=== EXERCISE DESCRIPTION ===
Locate each line in the items below that contains the string "above" and copy those lines. Case counts when matching.

=== GIVEN RECORDS ===
........
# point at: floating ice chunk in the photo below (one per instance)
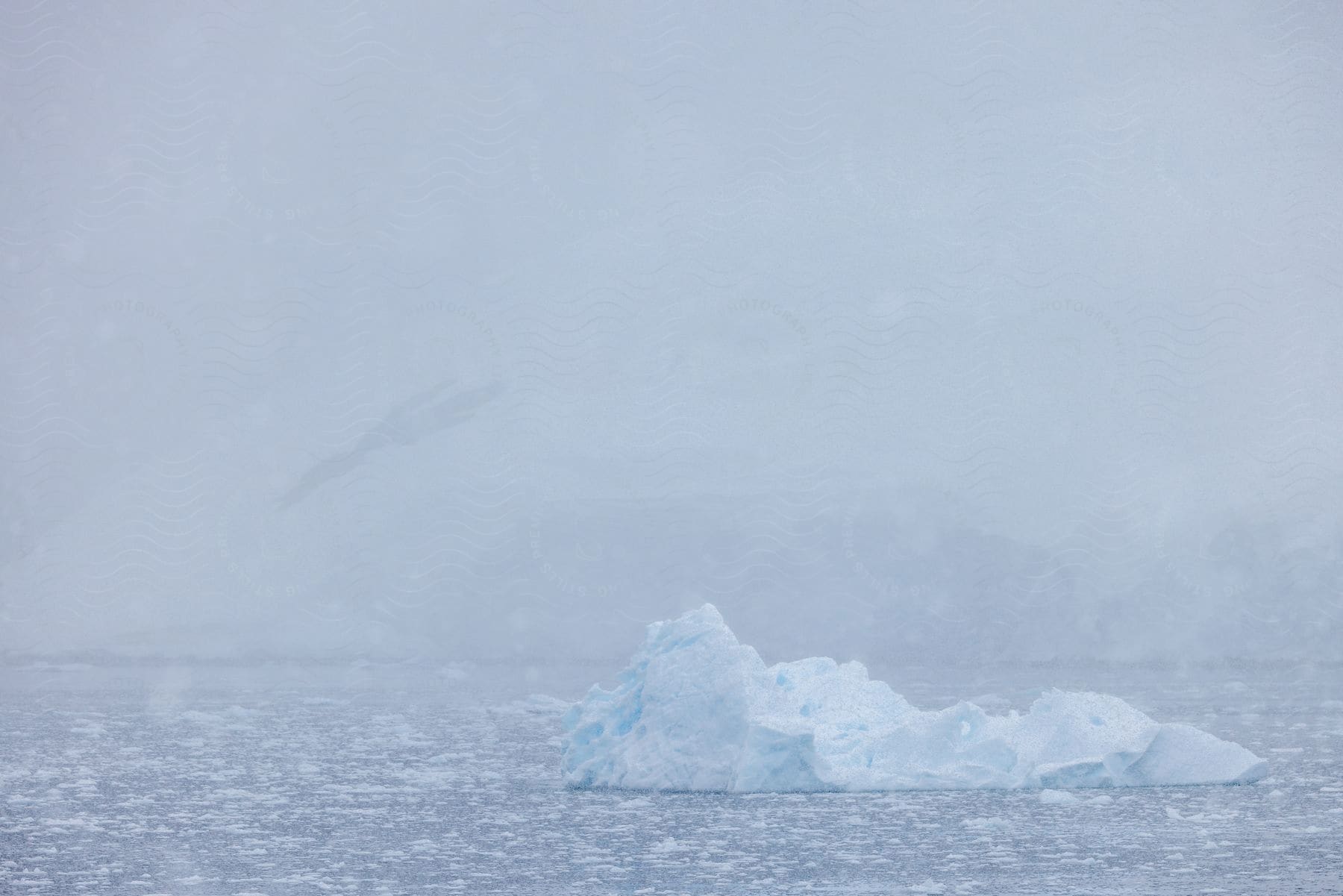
........
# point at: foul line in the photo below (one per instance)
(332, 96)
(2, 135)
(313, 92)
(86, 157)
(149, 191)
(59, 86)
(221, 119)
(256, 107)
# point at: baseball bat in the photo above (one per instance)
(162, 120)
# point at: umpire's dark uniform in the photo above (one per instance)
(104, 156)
........
=== WRITTEN SOLUTION ===
# point at: baseball bat in the photo above (one per instance)
# point at: umpire's dark uniform in the photo above (one per instance)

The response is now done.